● Exercise tasks
1) Please reproduce the Charleston church shooting article between "He was active" and "Clinton in Charleston.", inclusive, swapping "campaigning" for "touring".
2) Write the next part of the Charleston church shooting article, picking up after its final sentence.

● Source text
Jeffrey Collins / AP

Police identify victims in South Carolina church shooting

The victims, ages 26 to 87, included a state senator, a recent graduate and a track team coach

A state senator, a librarian, a recent college graduate and a track team coach were among those gunned down in what authorities are calling a hate crime at a historical black church in Charleston, South Carolina.

Police on Thursday identified the victims of the shooting that killed nine in a prayer meeting at Emanuel African Methodist Episcopal Church the night before, and community member condolences for the deceased circulated widely around social and news media.

Clementa Pinckney, 41, was the pastor at the church where the shooting occurred, one of the oldest African-American houses of worship in the country. Pinckney had lived a life of firsts: He was ordained as a church elder at the age of 18. In 1997, he became South Carolina’s youngest member of the state house at the time, and in 2001, he became the youngest state senator.

He was active in Hillary Clinton’s bid for the 2016 Democratic presidential ticket, and spent much of his last day campaigning with Clinton in Charleston.

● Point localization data

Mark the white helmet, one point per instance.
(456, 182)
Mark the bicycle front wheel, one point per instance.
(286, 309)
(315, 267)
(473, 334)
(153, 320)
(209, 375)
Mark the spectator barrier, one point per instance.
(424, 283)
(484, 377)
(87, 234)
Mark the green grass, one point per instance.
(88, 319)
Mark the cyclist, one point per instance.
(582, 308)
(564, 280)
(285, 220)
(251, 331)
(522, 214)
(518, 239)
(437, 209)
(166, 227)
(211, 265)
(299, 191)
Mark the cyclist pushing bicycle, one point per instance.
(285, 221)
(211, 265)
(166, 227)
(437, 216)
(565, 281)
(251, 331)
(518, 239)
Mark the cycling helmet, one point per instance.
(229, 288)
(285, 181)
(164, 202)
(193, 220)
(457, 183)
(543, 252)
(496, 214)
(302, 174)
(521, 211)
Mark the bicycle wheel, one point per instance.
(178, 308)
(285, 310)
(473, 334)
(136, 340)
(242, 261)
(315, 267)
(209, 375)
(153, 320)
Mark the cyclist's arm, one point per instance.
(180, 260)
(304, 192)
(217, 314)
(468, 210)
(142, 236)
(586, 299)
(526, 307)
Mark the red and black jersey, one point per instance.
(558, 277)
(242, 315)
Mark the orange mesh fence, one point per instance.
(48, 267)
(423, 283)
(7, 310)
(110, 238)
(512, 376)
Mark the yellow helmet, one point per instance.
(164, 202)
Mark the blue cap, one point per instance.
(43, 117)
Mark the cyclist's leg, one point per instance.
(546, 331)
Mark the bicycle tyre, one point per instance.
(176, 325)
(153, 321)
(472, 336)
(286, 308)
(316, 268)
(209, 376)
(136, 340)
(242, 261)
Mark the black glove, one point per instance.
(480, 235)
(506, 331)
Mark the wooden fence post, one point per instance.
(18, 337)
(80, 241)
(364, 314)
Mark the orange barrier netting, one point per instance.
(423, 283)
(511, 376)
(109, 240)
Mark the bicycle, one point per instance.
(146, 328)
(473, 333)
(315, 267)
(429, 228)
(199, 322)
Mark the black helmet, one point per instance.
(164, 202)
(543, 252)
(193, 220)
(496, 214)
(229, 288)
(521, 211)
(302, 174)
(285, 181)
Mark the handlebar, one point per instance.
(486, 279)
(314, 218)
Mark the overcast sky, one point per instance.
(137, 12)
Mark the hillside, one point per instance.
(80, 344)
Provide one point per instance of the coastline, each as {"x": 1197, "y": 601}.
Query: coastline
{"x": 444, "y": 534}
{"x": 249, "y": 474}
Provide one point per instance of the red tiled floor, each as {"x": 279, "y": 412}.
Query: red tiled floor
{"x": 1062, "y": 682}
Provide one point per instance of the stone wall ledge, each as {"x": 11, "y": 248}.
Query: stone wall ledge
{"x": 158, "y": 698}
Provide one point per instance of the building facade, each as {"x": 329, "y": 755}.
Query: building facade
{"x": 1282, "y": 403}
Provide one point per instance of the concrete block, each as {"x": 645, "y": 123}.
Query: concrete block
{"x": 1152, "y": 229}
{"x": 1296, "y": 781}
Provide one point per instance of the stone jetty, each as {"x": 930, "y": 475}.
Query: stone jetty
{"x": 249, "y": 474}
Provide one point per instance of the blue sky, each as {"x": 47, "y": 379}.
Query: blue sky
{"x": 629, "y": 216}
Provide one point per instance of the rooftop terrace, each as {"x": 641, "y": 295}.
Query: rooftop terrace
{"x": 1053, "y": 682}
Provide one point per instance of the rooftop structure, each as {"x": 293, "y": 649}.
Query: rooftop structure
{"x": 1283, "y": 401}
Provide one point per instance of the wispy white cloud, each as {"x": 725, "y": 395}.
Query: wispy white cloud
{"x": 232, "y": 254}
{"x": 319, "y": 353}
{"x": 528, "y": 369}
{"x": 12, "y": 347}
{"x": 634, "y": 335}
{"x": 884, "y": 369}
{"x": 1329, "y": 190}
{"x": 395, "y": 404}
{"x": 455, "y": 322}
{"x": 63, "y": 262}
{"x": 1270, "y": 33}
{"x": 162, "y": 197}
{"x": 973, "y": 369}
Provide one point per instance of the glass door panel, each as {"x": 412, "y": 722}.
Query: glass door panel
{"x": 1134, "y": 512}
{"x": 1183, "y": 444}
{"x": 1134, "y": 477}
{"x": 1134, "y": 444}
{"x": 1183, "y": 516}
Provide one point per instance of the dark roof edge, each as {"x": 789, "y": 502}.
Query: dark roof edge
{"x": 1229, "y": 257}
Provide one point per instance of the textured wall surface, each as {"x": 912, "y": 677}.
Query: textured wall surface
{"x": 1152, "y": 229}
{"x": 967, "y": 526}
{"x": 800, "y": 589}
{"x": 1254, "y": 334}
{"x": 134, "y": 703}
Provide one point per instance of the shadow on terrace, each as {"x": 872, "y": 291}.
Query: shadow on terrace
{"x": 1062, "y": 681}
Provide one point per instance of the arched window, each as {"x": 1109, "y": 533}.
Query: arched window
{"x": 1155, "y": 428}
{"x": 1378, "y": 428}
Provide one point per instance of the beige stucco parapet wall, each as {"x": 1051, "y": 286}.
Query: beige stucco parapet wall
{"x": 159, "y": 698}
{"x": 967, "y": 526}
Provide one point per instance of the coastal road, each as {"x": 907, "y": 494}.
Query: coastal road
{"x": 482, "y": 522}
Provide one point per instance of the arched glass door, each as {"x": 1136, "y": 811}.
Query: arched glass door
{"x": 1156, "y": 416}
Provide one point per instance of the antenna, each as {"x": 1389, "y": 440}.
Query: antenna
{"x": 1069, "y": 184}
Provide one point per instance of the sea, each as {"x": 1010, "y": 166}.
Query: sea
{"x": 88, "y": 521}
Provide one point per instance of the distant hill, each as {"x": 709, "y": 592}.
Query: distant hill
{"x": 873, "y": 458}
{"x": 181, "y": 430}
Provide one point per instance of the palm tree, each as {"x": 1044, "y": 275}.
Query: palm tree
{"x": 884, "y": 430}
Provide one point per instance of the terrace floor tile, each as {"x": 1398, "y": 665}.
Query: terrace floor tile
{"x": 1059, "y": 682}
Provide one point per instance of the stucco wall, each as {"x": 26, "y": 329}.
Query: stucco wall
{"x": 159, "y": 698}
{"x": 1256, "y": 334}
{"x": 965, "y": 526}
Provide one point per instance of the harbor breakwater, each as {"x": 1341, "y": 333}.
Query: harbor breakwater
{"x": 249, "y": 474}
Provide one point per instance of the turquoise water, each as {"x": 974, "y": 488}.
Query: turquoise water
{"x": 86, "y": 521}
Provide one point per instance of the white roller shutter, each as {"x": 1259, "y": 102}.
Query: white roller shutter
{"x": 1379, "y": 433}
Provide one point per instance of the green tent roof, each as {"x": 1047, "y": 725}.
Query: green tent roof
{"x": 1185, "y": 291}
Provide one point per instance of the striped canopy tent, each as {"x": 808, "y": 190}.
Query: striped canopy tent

● Answers to the problems
1)
He was active in Hillary Clinton’s bid for the 2016 Democratic presidential ticket, and spent much of his last day touring with Clinton in Charleston.

2)
Pinckney had delivered a stirring sermon at a YWCA event in late April, entitled "Requiem on Racism," in which he said that love alone could end racism. "Irregardless of our faiths, our ethnicities, where we are from, together we come in love," he said. "Together we come to bury racism, to bury bigotry, and to resurrect and revive love, compassion and tenderness."

Another of the deceased was named as Sharonda Coleman-Singleton, 45, who coached the girl’s track team at Goose Creek High School, just north of Charleston. The school plans to hold a vigil for her at 7 p.m. local time.

Singleton was also a “teacher, pastor and mother,” according to a retweet by Chris Singleton, identified by national media as Coleman-Singleton’s son. Al Jazeera was unable to independently verify Singleton’s account.

A recent college graduate was also killed. Allen University mourned Tywanza Sanders, 26, who the university called “the youngest victim.” He graduated with a degree in business administration last year.

“He was a quiet, well known student who was committed to his education,” said a press release that university vice president Flavia Eldemire sent to Al Jazeera.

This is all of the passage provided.